Background: Collaborative efforts, such as the Human Cell Atlas, are rapidly accumulating large amounts of single-cell data. To ensure that single-cell atlases are representative of human genetic diversity, we need to determine the ancestry of the donors from whom single-cell data are generated. Self-reporting of race and ethnicity, although important, can be biased and is not always available for the datasets already collected.
Methods: Here, we introduce scAI-SNP, a tool to infer ancestry directly from single-cell genomics data. To train scAI-SNP, we identified 4.5 million ancestry-informative single-nucleotide polymorphisms (SNPs) in the 1000 Genomes Project dataset across 3201 individuals from 26 population groups. For a query single-cell dataset, scAI-SNP uses these ancestry-informative SNPs to compute the contribution of each of the 26 population groups to the ancestry of the donor from whom the cells were obtained.
Results: Using diverse single-cell datasets with matched whole-genome sequencing data, we show that scAI-SNP is robust to the sparsity of single-cell data, can accurately and consistently infer ancestry from samples derived from diverse types of tissues and cancer cells, and can be applied to different modalities of single-cell profiling assays, such as single-cell RNA-seq and single-cell ATAC-seq.
Discussion: Finally, we argue that ensuring that single-cell atlases represent diverse ancestry, ideally alongside race and ethnicity, is ultimately important for improved and equitable health outcomes by accounting for human diversity.
Supplementary information: The online version contains supplementary material available at 10.1186/s44330-025-00029-4.

-- Task instructions --
• a. Summarize the abstract on scAI-SNP in two sentences.
• b. According to the abstract on scAI-SNP, how many individuals in the 1000 Genomes Project dataset were used to identify the ancestry-informative SNPs?
Work only from the abstract; nothing outside it is needed.

(Saved data entries)
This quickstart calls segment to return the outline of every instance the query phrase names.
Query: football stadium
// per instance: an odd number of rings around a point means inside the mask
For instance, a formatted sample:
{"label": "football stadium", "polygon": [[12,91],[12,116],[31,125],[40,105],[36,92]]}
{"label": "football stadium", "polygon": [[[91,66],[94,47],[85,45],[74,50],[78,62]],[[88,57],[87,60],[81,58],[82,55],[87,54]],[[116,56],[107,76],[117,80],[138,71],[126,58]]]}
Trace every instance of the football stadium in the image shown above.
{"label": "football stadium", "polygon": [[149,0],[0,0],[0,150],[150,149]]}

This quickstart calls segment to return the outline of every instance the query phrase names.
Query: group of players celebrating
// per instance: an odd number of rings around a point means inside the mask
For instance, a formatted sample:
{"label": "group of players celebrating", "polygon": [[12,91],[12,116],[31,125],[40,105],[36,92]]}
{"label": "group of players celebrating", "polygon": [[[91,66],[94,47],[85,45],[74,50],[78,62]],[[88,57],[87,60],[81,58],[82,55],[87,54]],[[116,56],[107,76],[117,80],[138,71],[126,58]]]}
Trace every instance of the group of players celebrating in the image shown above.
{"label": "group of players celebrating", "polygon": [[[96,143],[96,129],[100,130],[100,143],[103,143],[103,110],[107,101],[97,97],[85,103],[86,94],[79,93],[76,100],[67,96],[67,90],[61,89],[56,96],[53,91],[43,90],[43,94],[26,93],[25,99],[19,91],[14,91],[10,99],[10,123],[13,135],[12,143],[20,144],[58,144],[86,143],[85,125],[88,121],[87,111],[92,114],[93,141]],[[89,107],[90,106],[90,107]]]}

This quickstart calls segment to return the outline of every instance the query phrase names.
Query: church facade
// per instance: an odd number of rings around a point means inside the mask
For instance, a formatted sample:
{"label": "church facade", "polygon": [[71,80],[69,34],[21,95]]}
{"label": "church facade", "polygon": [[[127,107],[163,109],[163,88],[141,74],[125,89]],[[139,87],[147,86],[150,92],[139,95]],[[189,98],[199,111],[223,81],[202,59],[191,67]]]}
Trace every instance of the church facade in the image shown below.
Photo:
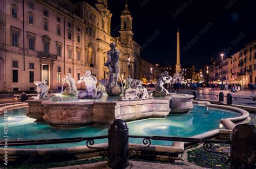
{"label": "church facade", "polygon": [[133,40],[127,2],[120,37],[111,35],[111,17],[107,0],[1,1],[0,92],[34,90],[33,82],[43,79],[59,89],[66,73],[77,81],[86,70],[106,78],[104,63],[113,42],[122,78],[139,78],[140,46]]}

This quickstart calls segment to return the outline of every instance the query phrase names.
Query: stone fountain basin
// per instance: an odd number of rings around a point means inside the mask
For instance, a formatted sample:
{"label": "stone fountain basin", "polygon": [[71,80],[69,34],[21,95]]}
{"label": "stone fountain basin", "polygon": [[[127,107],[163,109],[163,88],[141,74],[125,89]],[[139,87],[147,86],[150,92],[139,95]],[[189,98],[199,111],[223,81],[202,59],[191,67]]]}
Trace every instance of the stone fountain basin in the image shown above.
{"label": "stone fountain basin", "polygon": [[171,99],[170,97],[166,97],[137,100],[82,100],[73,102],[38,99],[28,102],[29,110],[26,116],[61,126],[95,123],[110,124],[116,119],[129,121],[153,117],[164,118],[171,111]]}
{"label": "stone fountain basin", "polygon": [[170,93],[172,98],[170,103],[170,114],[186,113],[192,109],[194,96],[187,94]]}

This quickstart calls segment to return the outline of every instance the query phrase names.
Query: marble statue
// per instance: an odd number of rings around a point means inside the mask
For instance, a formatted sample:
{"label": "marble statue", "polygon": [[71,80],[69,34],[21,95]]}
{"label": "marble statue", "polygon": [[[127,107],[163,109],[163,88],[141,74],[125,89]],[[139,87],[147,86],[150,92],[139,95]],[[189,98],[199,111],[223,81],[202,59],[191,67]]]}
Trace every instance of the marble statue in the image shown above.
{"label": "marble statue", "polygon": [[124,89],[126,90],[129,88],[131,88],[131,84],[132,82],[132,79],[131,78],[131,76],[128,76],[128,77],[124,79]]}
{"label": "marble statue", "polygon": [[46,84],[46,80],[44,80],[42,82],[35,81],[34,84],[36,85],[35,90],[37,92],[39,98],[45,98],[49,92],[49,86]]}
{"label": "marble statue", "polygon": [[91,72],[90,70],[85,71],[85,74],[81,77],[77,83],[81,83],[82,82],[85,83],[86,88],[84,90],[80,90],[78,93],[79,98],[93,98],[100,99],[103,95],[103,92],[96,88],[96,84],[98,82],[96,78],[91,75]]}
{"label": "marble statue", "polygon": [[142,86],[142,82],[134,79],[131,83],[130,87],[127,89],[122,99],[133,100],[149,98],[150,96],[147,89]]}
{"label": "marble statue", "polygon": [[78,94],[77,86],[76,86],[76,81],[74,78],[72,77],[71,73],[66,74],[66,77],[62,78],[63,84],[67,83],[69,84],[69,87],[66,87],[63,92],[62,94],[66,96],[73,96]]}
{"label": "marble statue", "polygon": [[107,79],[102,79],[98,80],[98,83],[99,84],[99,85],[97,87],[97,89],[100,90],[103,92],[105,92],[106,86],[107,85]]}
{"label": "marble statue", "polygon": [[123,92],[121,87],[117,84],[118,78],[120,78],[119,66],[120,51],[116,48],[116,46],[114,43],[110,44],[111,49],[107,52],[107,60],[104,63],[104,66],[109,69],[107,73],[109,77],[109,83],[106,86],[109,96],[119,96]]}
{"label": "marble statue", "polygon": [[183,72],[181,72],[181,73],[179,72],[177,72],[173,75],[173,79],[172,80],[172,83],[180,83],[181,84],[186,83],[184,79],[184,77],[183,76]]}
{"label": "marble statue", "polygon": [[163,85],[165,83],[169,83],[172,79],[172,77],[168,75],[168,72],[165,71],[162,75],[157,79],[156,91],[154,92],[154,97],[165,97],[169,94],[168,91],[165,89]]}

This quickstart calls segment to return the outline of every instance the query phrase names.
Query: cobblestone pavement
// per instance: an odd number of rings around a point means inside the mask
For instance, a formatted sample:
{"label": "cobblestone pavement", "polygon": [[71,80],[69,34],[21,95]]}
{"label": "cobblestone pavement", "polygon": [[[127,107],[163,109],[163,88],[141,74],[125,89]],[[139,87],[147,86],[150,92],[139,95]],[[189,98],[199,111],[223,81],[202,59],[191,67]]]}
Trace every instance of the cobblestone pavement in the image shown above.
{"label": "cobblestone pavement", "polygon": [[[249,124],[256,127],[256,114],[251,113],[251,120]],[[213,144],[211,151],[223,152],[230,154],[230,145],[227,144]],[[201,167],[211,168],[228,168],[230,164],[224,164],[221,163],[221,154],[210,153],[204,150],[200,145],[193,150],[187,151],[188,161]]]}
{"label": "cobblestone pavement", "polygon": [[[172,89],[169,89],[169,91],[171,92],[173,90]],[[256,96],[256,91],[253,91],[252,92],[250,90],[244,90],[243,91],[239,91],[237,93],[232,93],[228,92],[228,90],[220,90],[215,89],[200,89],[196,90],[197,93],[199,94],[197,96],[197,98],[218,100],[218,98],[217,96],[219,96],[220,92],[223,92],[224,96],[226,96],[227,93],[230,93],[233,97],[234,104],[238,104],[241,105],[245,105],[252,107],[256,107],[256,101],[253,102],[252,96]],[[180,90],[179,93],[187,93],[192,94],[192,90]],[[235,97],[238,97],[237,100],[235,100]],[[226,98],[224,97],[224,102],[225,102]]]}

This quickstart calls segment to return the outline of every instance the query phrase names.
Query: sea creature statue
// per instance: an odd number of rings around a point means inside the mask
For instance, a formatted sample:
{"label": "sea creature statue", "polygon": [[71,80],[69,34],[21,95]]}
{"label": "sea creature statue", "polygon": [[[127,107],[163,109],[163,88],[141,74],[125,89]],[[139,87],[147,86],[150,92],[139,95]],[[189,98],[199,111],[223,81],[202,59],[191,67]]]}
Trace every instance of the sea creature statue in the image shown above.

-- Answers by task --
• a. scAI-SNP is a tool that infers a donor's ancestry directly from single-cell genomics data, using 4.5 million ancestry-informative SNPs identified in the 1000 Genomes Project dataset to compute the contribution of each of 26 population groups. Tested on single-cell datasets with matched whole-genome sequencing data, it proved robust to data sparsity, accurate and consistent across tissue types and cancer cells, and applicable to assays such as single-cell RNA-seq and single-cell ATAC-seq.

• b. 3201 individuals.